═══ RECORDS PROVIDED ═══
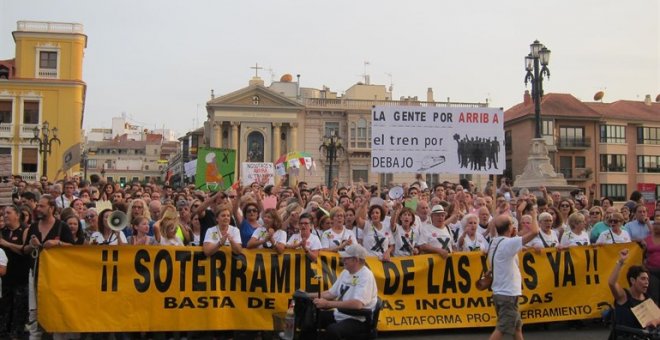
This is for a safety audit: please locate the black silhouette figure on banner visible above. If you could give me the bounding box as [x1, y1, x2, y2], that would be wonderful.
[454, 134, 500, 171]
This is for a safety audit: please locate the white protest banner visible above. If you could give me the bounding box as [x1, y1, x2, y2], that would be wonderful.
[371, 106, 505, 174]
[241, 162, 275, 186]
[62, 143, 80, 171]
[183, 159, 197, 177]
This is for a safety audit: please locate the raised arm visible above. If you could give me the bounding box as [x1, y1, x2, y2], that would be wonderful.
[607, 248, 628, 305]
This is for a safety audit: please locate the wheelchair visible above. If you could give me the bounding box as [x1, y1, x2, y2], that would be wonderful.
[293, 291, 383, 340]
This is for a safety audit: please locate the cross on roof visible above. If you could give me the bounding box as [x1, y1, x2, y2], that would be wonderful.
═══
◆ WHAT THE TASK REQUIRES: Copy out every row above word for word, leaving out the pictures.

◆ RESPONSE TO THE EXERCISE:
This is for a safety audit: please locate the black silhouette figure on banner visible above. If you could give me the bounding box as [x1, y1, x2, y2], that would be wonderful.
[454, 134, 500, 171]
This is for a safety audit: please locate the white protest banner visible above. If you could give me the bounding box as [x1, y1, x2, y2], that would be wonderful.
[371, 106, 505, 174]
[241, 162, 275, 186]
[62, 143, 80, 171]
[183, 159, 197, 177]
This is for a safety audit: please locate the raised arm visible above. If you could give me the bounding box as [x1, y1, x2, y2], that would be wonderful.
[607, 248, 628, 305]
This is for a safety audit: please locate the wheelchair visible above. If you could give me the bounding box as [x1, y1, x2, y2], that would be wonderful.
[293, 291, 383, 340]
This is for a safety audit: please locate the cross on roof visible above. If you could give me the bounding box as [x1, y1, x2, y2], that would be wonderful.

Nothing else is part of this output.